[Exercise material]
Start
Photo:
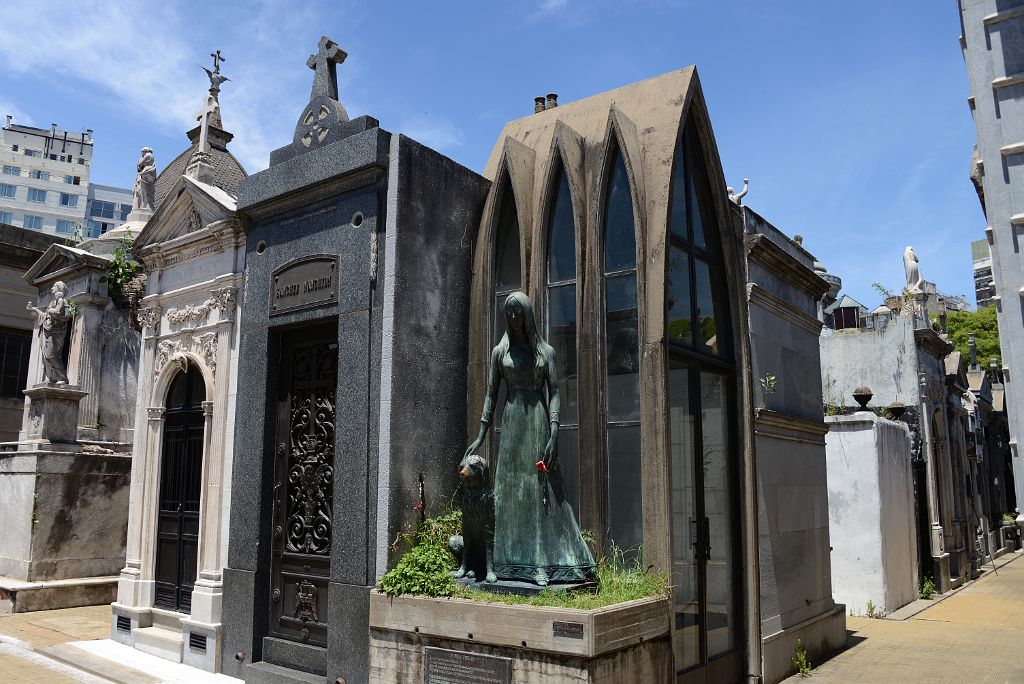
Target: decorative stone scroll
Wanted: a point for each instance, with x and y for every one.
(221, 299)
(204, 346)
(148, 317)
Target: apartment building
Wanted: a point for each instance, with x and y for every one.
(44, 183)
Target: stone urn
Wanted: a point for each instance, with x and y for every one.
(862, 395)
(896, 409)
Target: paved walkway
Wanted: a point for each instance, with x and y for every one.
(73, 645)
(974, 635)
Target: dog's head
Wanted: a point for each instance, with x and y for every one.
(474, 471)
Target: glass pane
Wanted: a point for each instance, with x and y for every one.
(625, 497)
(697, 178)
(695, 217)
(507, 268)
(561, 237)
(680, 313)
(622, 329)
(685, 571)
(561, 336)
(677, 215)
(620, 241)
(707, 311)
(718, 485)
(568, 464)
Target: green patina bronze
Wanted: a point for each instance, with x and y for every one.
(536, 533)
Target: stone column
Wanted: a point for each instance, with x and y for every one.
(150, 502)
(84, 361)
(207, 594)
(929, 447)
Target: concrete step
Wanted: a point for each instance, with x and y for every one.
(265, 673)
(97, 667)
(160, 641)
(168, 620)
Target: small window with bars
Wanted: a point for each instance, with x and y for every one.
(14, 346)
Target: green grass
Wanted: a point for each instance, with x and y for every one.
(425, 570)
(619, 581)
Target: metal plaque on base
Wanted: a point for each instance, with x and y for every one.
(442, 666)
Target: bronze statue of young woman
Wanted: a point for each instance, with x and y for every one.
(536, 533)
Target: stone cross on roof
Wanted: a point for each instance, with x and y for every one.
(324, 62)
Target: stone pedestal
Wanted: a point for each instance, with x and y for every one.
(419, 639)
(53, 414)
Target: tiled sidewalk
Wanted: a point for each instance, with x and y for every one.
(73, 645)
(976, 635)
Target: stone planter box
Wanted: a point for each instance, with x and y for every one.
(517, 643)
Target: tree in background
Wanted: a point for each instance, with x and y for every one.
(981, 324)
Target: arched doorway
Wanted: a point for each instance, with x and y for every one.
(180, 483)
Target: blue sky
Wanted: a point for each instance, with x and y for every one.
(849, 118)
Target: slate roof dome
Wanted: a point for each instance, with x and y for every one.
(227, 171)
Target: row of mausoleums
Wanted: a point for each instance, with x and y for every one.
(285, 433)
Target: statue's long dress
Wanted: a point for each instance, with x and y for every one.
(54, 333)
(530, 535)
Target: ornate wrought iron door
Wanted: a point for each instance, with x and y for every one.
(303, 485)
(180, 486)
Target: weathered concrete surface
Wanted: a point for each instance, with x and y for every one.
(870, 512)
(975, 635)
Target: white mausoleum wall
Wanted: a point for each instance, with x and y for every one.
(870, 512)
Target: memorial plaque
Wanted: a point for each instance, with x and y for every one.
(442, 666)
(304, 283)
(567, 630)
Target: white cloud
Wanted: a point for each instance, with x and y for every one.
(551, 6)
(439, 134)
(17, 116)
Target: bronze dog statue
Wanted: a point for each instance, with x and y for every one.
(477, 541)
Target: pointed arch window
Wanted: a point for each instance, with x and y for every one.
(622, 333)
(508, 279)
(561, 328)
(701, 421)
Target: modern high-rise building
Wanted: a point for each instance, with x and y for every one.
(992, 40)
(984, 286)
(44, 183)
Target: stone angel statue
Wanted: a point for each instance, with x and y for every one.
(53, 331)
(143, 195)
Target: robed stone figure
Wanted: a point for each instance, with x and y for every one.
(53, 331)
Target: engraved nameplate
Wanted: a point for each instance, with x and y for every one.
(304, 283)
(567, 630)
(442, 666)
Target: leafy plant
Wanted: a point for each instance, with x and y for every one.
(121, 271)
(621, 578)
(801, 661)
(983, 325)
(426, 566)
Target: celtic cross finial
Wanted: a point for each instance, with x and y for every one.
(324, 63)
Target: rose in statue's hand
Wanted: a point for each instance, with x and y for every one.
(551, 454)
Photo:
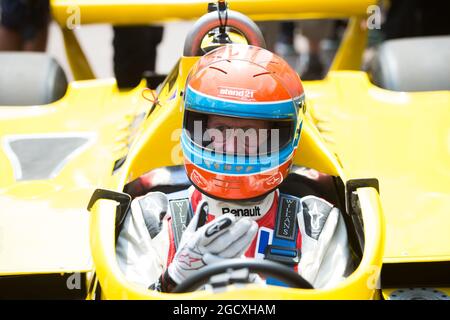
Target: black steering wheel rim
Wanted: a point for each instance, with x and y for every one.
(266, 267)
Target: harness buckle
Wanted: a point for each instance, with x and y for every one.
(285, 255)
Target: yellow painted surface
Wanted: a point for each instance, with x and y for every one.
(403, 139)
(44, 223)
(157, 11)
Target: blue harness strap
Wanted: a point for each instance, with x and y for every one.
(181, 212)
(284, 243)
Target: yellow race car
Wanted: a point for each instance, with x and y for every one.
(87, 142)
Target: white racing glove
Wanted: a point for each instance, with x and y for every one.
(223, 238)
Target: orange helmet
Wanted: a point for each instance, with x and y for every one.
(248, 83)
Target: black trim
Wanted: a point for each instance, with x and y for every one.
(181, 213)
(416, 274)
(354, 208)
(123, 199)
(119, 163)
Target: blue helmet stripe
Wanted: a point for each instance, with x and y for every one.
(196, 101)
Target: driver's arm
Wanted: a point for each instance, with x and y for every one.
(143, 242)
(325, 259)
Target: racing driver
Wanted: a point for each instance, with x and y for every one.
(243, 113)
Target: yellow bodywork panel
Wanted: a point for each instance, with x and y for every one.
(138, 12)
(44, 221)
(403, 139)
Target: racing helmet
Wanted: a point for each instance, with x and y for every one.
(248, 90)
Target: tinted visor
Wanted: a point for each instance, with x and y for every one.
(238, 136)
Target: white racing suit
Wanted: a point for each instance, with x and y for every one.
(147, 241)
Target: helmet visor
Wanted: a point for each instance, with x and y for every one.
(238, 136)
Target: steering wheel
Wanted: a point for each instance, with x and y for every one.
(210, 21)
(264, 267)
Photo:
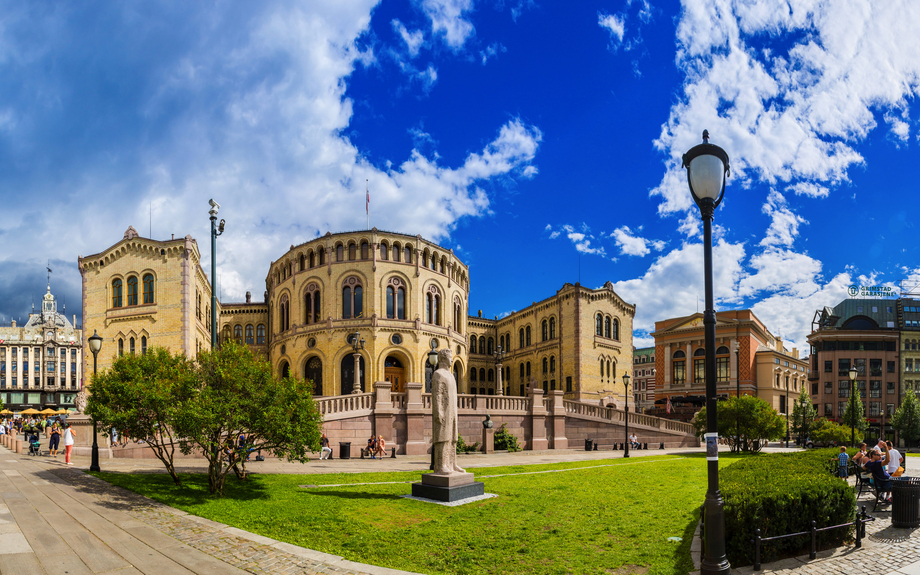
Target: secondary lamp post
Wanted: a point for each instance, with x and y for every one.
(215, 231)
(853, 391)
(95, 344)
(626, 419)
(707, 167)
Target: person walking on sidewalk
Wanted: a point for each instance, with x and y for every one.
(68, 443)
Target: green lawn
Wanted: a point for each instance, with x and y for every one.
(593, 517)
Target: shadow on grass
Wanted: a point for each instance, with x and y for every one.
(348, 494)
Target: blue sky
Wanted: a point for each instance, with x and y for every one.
(539, 140)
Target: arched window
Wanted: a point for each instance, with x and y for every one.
(132, 290)
(148, 288)
(116, 293)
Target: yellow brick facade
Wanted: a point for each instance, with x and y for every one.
(172, 318)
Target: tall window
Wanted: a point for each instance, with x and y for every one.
(148, 288)
(116, 293)
(679, 368)
(722, 364)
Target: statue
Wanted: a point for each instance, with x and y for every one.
(80, 401)
(444, 417)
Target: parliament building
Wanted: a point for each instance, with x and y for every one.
(380, 299)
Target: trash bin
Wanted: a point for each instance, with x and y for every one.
(905, 501)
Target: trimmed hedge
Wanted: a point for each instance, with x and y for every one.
(781, 493)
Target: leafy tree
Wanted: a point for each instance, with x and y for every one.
(140, 395)
(803, 414)
(233, 395)
(855, 415)
(907, 418)
(749, 416)
(826, 431)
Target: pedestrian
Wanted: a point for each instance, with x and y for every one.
(324, 443)
(54, 441)
(69, 437)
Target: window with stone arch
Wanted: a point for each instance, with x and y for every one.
(148, 288)
(116, 293)
(396, 298)
(352, 298)
(433, 305)
(312, 304)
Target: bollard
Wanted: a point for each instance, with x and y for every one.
(814, 541)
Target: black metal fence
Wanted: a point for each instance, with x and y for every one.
(860, 523)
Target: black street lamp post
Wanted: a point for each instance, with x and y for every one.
(626, 419)
(95, 344)
(215, 231)
(707, 167)
(853, 391)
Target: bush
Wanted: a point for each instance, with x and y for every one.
(505, 440)
(781, 494)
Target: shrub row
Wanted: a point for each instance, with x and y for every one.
(781, 493)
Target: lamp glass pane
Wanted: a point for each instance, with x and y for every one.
End
[Requirements] Rewrite all the rows above with "Wanted" changed to "Requested" and everything else left as it is. Leave the pictures out.

[Complete answer]
Photo:
Target: decorative stone scroll
Requested: a point for each instance, with x and y for every one.
(221, 299)
(204, 346)
(148, 317)
Target: apartment building
Requested: a point for each instance, with x and y for every one.
(44, 183)
Target: stone urn
Requested: a point for each instance, with x and y for every one.
(862, 395)
(896, 409)
Target: paved walkway
Requested: a point for each instance, with x and y for every one.
(73, 645)
(974, 635)
Target: dog's head
Requested: a point for each instance, with x and y for every one.
(474, 471)
Target: glass pane
Requested: a point for each instance, with x and y for every one.
(625, 497)
(697, 178)
(695, 217)
(507, 268)
(561, 237)
(680, 313)
(622, 329)
(685, 571)
(561, 336)
(677, 215)
(620, 241)
(707, 311)
(718, 485)
(568, 464)
Target: green patina bronze
Requested: a point for each instance, with x and y for every one.
(536, 533)
Target: stone column
Requested: a point for each instance, with x and y for every one.
(150, 502)
(84, 361)
(207, 594)
(929, 447)
Target: concrete step
Requested: a point for each instance, with x and y for every one.
(265, 673)
(97, 667)
(160, 641)
(168, 620)
Target: small window with bars
Requested: a point for each instance, with x and y for every one.
(14, 346)
Target: green grass
Requested: a point for each instance, with x and y for every one.
(425, 570)
(619, 581)
Target: metal plaque on base
Requested: a point for each instance, with x and y for every one.
(442, 666)
Target: bronze statue of young woman
Requested: a point for each instance, with x and y for every one.
(536, 533)
Target: stone cross on roof
Requested: a point for each instance, with x and y for every one.
(324, 62)
Target: stone pedestal
Requested: a point for each instance, with x and y for every one.
(419, 639)
(53, 414)
Target: tiled sidewalk
Requested: a point for each instance, with x and y for every one.
(73, 645)
(976, 635)
Target: stone planter box
Requested: a point for each instance, with x and y for every one.
(517, 643)
Target: tree in background
Requested: a point for each instance, with x and y for every one.
(981, 324)
Target: arched doorway
Requested: a point for each instance, with x and y for every one.
(180, 483)
Target: blue sky
Requested: a point for each instance, with x and y for every one.
(849, 118)
Target: slate roof dome
Requested: a point for each instance, with x and y for every one.
(227, 171)
Target: row of mausoleums
Requested: a point for each instance, with x and y for every one.
(285, 433)
Target: statue's long dress
Requested: a point for each instance, with x and y for every one.
(54, 333)
(530, 535)
Target: ornate wrought iron door
Requested: a point for each instance, with x and y for every one.
(303, 485)
(180, 486)
Target: weathered concrete surface
Requested: a point for each instance, with x and y for every one.
(870, 512)
(975, 635)
Target: white mausoleum wall
Requested: a point for each instance, with x and y for every one.
(870, 512)
Target: memorial plaque
Requested: a point for each instance, with x and y for every one.
(442, 666)
(304, 283)
(567, 630)
Target: white cloud
Requested: a point for each instance, with x and y for every one.
(551, 6)
(439, 134)
(17, 116)
Target: bronze dog statue
Requested: a point for each instance, with x and y for every one.
(477, 541)
Target: pointed arch window
Requested: a point for each instance, with x and y for every one.
(622, 333)
(508, 279)
(561, 328)
(701, 421)
Target: modern high-rise building
Requested: a point for each instance, with x and y for every one.
(992, 40)
(984, 286)
(44, 183)
Target: stone angel statue
Requested: a point for each instance, with x and y for every one.
(53, 331)
(143, 195)
Target: robed stone figure
Requested: a point for each instance, with x and y for every one.
(53, 331)
Target: engraved nameplate
Requested: a point for each instance, with x and y for every one.
(304, 283)
(567, 630)
(442, 666)
Target: leafy plant
Requested: a point for each instance, with x and y for every one.
(121, 271)
(621, 578)
(801, 661)
(983, 325)
(426, 566)
Target: celtic cross finial
Requested: a point for each instance, with x and y for every one.
(324, 63)
Target: rose in statue's hand
Requested: a point for each instance, with x and y for every one.
(551, 454)
Photo:
Target: black steering wheel rim
Requested: a point for each instance, with x and y for every one.
(266, 267)
Target: harness buckle
Requested: a point for each instance, with x and y for every one.
(285, 255)
Target: yellow painted surface
Requested: a point for each instance, with x and y for every one.
(403, 139)
(44, 223)
(157, 11)
Target: blue harness strap
Requested: a point for each instance, with x and y for every one.
(181, 212)
(284, 243)
Target: yellow race car
Requested: a point for each instance, with x and y for every one.
(87, 142)
Target: white racing glove
Requested: a point for each instance, with x and y for every one.
(223, 238)
Target: orange helmet
Requested: a point for each instance, with x and y for every one.
(248, 83)
Target: black trim
Requested: a point for each instance, with x and y for every one.
(181, 213)
(416, 274)
(354, 208)
(123, 199)
(119, 163)
Target: blue helmet stripe
Requested: a point for each instance, with x and y for every one.
(196, 101)
Target: driver's arm
Requested: a point for each instance, with x and y for every one.
(143, 242)
(325, 259)
Target: racing driver
Requested: a point for each instance, with x and y for every one.
(243, 113)
Target: yellow bodywork panel
Requested: a point for each instance, with x and y for every one.
(138, 12)
(44, 221)
(403, 139)
Target: racing helmet
Requested: a point for each instance, with x and y for every one.
(248, 90)
Target: tinted visor
Requested: a point for each instance, with x and y for every one.
(238, 136)
Target: white racing suit
Requested: a point for each instance, with x and y for every one.
(147, 241)
Target: helmet visor
Requested: a point for each instance, with x and y for every one.
(238, 136)
Target: steering wheel
Requested: a point for each instance, with x and y for every one.
(210, 21)
(264, 267)
Photo:
Target: secondary lamp post
Requested: a point for each instance, with x and y for every one.
(215, 231)
(853, 391)
(95, 344)
(626, 419)
(707, 167)
Target: person walking on sidewalk
Requested: a point for each instance, with x and y for every one.
(68, 443)
Target: green lawn
Requested: a point for each instance, with x and y for every one.
(593, 517)
Target: shadow on grass
Requested: a point for each instance, with x and y for every one.
(348, 494)
Target: blue sky
Requested: a point for each instance, with x and y for every one.
(539, 140)
Target: arched window
Requested: a point for each instance, with x and y for every one.
(132, 290)
(148, 288)
(116, 293)
Target: yellow brick facade
Requested: a point for each instance, with x and y for every one.
(172, 318)
Target: tall window
Requested: a point for each instance, with x and y for every one.
(148, 288)
(116, 293)
(679, 368)
(722, 364)
Target: statue
Requested: a point for each instance, with x and y for every one.
(80, 401)
(444, 417)
Target: parliament building
Requested: a point for each instance, with x and y for every one.
(380, 299)
Target: trash bin
Requested: a point for each instance, with x and y for every one.
(905, 501)
Target: trimmed hedge
Requested: a point for each instance, with x and y for every one.
(781, 493)
Target: leafy tree
Requested: a point for each instance, with x and y for every one.
(140, 395)
(803, 414)
(233, 395)
(855, 415)
(907, 418)
(749, 416)
(826, 431)
Target: pedestrian
Requested: a point for each instance, with x and y for every one.
(324, 443)
(54, 441)
(69, 437)
Target: window with stone arch
Requested: a point for each instance, with x and y for every one.
(148, 288)
(116, 293)
(396, 298)
(352, 298)
(433, 305)
(312, 304)
Target: bollard
Requested: a point for each instance, with x and y for every one.
(814, 541)
Target: black metal fence
Requested: a point for each instance, with x and y for every one.
(860, 523)
Target: black street lamp post
Requested: a point for each instance, with x and y for every one.
(626, 419)
(95, 344)
(215, 231)
(707, 167)
(853, 391)
Target: bush
Requested: a point for each instance, with x and y for every one.
(505, 440)
(781, 494)
Target: shrub row
Requested: a point for each instance, with x and y for every one.
(781, 493)
Target: lamp glass pane
Requested: a point for each instance, with x and y for every one.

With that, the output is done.